— start INPUT DATA —

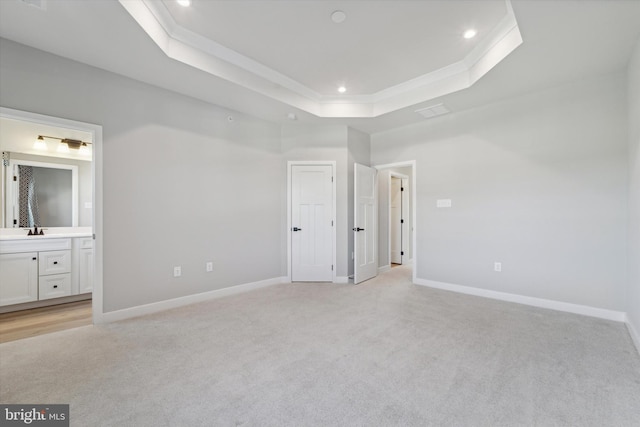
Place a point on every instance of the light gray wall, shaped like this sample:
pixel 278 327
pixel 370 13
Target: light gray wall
pixel 182 185
pixel 633 299
pixel 85 188
pixel 308 142
pixel 359 151
pixel 538 182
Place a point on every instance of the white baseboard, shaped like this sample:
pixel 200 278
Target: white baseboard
pixel 601 313
pixel 635 337
pixel 155 307
pixel 384 268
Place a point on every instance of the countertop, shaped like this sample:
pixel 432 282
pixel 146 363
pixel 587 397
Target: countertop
pixel 49 233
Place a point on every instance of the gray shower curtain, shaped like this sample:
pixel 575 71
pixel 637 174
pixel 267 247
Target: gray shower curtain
pixel 27 198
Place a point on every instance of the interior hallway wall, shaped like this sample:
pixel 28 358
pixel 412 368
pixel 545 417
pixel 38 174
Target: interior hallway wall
pixel 182 185
pixel 537 182
pixel 633 298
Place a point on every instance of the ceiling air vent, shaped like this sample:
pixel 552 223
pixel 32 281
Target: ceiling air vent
pixel 433 111
pixel 40 4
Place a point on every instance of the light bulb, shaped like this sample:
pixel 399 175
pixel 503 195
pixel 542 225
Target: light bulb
pixel 62 148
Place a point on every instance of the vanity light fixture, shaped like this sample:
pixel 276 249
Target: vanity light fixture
pixel 39 144
pixel 62 148
pixel 469 34
pixel 66 144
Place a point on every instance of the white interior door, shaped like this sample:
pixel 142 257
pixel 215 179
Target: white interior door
pixel 395 220
pixel 405 220
pixel 365 225
pixel 311 223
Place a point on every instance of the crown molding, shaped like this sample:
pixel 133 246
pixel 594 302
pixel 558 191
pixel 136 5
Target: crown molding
pixel 207 55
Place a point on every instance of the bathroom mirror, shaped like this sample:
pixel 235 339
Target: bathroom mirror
pixel 41 194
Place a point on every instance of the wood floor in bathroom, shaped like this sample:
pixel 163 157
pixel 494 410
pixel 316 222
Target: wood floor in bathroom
pixel 38 321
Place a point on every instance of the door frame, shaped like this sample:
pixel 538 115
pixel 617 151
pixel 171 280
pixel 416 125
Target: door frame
pixel 96 176
pixel 401 177
pixel 290 165
pixel 414 224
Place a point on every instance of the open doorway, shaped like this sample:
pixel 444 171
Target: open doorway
pixel 57 275
pixel 396 214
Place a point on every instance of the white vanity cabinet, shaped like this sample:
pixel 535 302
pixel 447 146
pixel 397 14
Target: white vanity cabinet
pixel 37 269
pixel 18 278
pixel 83 250
pixel 55 274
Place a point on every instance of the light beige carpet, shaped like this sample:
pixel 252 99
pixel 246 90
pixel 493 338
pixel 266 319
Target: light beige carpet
pixel 382 353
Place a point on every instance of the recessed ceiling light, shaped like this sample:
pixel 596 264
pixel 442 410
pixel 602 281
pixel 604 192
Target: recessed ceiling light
pixel 469 34
pixel 338 16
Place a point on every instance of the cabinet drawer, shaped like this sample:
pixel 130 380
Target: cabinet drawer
pixel 55 286
pixel 18 278
pixel 85 243
pixel 54 262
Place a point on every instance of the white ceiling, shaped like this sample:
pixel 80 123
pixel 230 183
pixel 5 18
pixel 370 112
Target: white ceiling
pixel 367 52
pixel 288 56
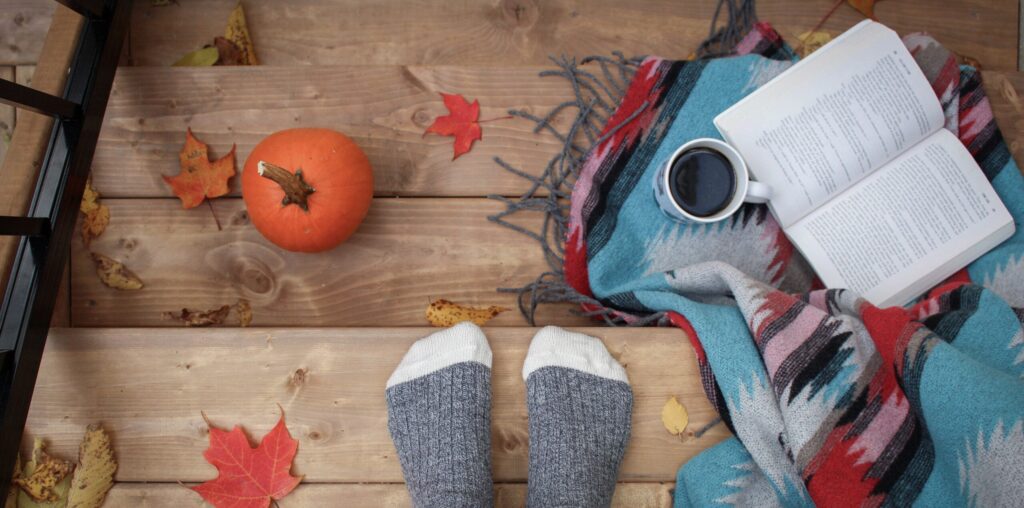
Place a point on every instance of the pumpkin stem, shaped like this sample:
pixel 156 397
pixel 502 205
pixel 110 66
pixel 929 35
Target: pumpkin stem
pixel 296 189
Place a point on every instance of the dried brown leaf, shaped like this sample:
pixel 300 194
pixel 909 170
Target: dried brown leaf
pixel 237 31
pixel 444 313
pixel 115 274
pixel 96 214
pixel 200 318
pixel 229 53
pixel 42 474
pixel 245 312
pixel 94 474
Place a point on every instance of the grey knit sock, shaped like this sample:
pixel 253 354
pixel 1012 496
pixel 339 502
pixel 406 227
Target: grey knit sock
pixel 580 405
pixel 438 406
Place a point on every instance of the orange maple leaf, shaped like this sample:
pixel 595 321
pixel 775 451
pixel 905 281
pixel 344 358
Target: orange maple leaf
pixel 461 123
pixel 200 178
pixel 249 477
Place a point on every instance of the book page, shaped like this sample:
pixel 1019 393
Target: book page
pixel 907 226
pixel 833 119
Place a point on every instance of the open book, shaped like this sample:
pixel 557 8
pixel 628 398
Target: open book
pixel 867 183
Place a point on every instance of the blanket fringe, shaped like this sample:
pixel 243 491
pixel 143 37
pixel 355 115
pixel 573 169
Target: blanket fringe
pixel 595 100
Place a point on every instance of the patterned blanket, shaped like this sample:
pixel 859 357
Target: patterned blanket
pixel 832 400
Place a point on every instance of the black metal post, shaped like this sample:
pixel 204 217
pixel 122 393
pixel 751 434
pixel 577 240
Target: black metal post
pixel 39 262
pixel 30 98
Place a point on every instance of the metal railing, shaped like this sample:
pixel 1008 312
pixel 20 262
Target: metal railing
pixel 46 229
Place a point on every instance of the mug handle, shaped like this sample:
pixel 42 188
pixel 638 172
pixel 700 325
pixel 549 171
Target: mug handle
pixel 757 193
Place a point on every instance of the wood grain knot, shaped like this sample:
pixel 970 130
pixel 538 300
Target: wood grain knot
pixel 510 440
pixel 298 378
pixel 250 266
pixel 128 244
pixel 241 218
pixel 519 13
pixel 422 118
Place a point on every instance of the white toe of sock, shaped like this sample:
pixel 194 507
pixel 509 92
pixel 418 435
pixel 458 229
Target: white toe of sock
pixel 463 342
pixel 553 346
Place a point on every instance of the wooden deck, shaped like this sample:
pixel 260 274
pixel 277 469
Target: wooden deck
pixel 371 70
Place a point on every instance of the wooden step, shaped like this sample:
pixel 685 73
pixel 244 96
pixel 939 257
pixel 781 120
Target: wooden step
pixel 407 253
pixel 526 32
pixel 503 33
pixel 150 387
pixel 384 109
pixel 367 495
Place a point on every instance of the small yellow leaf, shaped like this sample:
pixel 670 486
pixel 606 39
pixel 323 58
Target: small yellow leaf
pixel 96 214
pixel 865 7
pixel 11 499
pixel 200 318
pixel 94 474
pixel 674 416
pixel 41 476
pixel 812 41
pixel 238 32
pixel 200 57
pixel 444 313
pixel 115 274
pixel 244 311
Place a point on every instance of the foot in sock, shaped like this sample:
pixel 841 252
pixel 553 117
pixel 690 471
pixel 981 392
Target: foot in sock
pixel 438 405
pixel 580 406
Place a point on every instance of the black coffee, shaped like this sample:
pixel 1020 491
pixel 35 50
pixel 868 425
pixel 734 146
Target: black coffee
pixel 702 181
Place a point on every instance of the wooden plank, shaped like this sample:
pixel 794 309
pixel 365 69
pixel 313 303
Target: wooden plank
pixel 384 109
pixel 20 165
pixel 525 32
pixel 23 76
pixel 1001 88
pixel 6 116
pixel 23 30
pixel 408 253
pixel 148 387
pixel 367 495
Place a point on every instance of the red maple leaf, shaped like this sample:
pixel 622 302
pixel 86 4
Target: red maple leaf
pixel 462 123
pixel 249 477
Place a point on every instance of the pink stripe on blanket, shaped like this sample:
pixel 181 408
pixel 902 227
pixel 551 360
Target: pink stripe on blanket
pixel 790 338
pixel 882 429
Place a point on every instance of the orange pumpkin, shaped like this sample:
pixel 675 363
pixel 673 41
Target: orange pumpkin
pixel 307 189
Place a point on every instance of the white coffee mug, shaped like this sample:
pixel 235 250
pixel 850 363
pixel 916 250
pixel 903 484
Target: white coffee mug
pixel 747 191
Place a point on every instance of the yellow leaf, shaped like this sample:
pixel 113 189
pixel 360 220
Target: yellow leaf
pixel 674 416
pixel 444 313
pixel 238 32
pixel 811 41
pixel 200 318
pixel 244 311
pixel 115 274
pixel 865 7
pixel 94 474
pixel 41 476
pixel 96 214
pixel 200 57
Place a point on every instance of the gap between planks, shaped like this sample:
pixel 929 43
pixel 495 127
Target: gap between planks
pixel 500 32
pixel 151 387
pixel 368 495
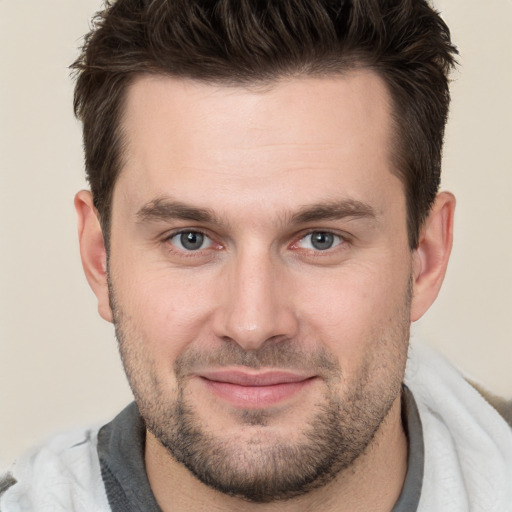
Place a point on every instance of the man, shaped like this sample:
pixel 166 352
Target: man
pixel 263 225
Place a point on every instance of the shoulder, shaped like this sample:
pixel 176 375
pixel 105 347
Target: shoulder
pixel 62 474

— end INPUT DATA —

(WHAT TO DO)
Copy out the lines between the one holding "Place a point on every instance of the wooden deck, shaped" and the one holding "pixel 371 70", inclusive, keeping every character the same.

(ANSWER FOR THE TASK)
Place a point on every instance of the wooden deck, shaped like this sample:
pixel 260 274
pixel 277 469
Target: wooden deck
pixel 371 70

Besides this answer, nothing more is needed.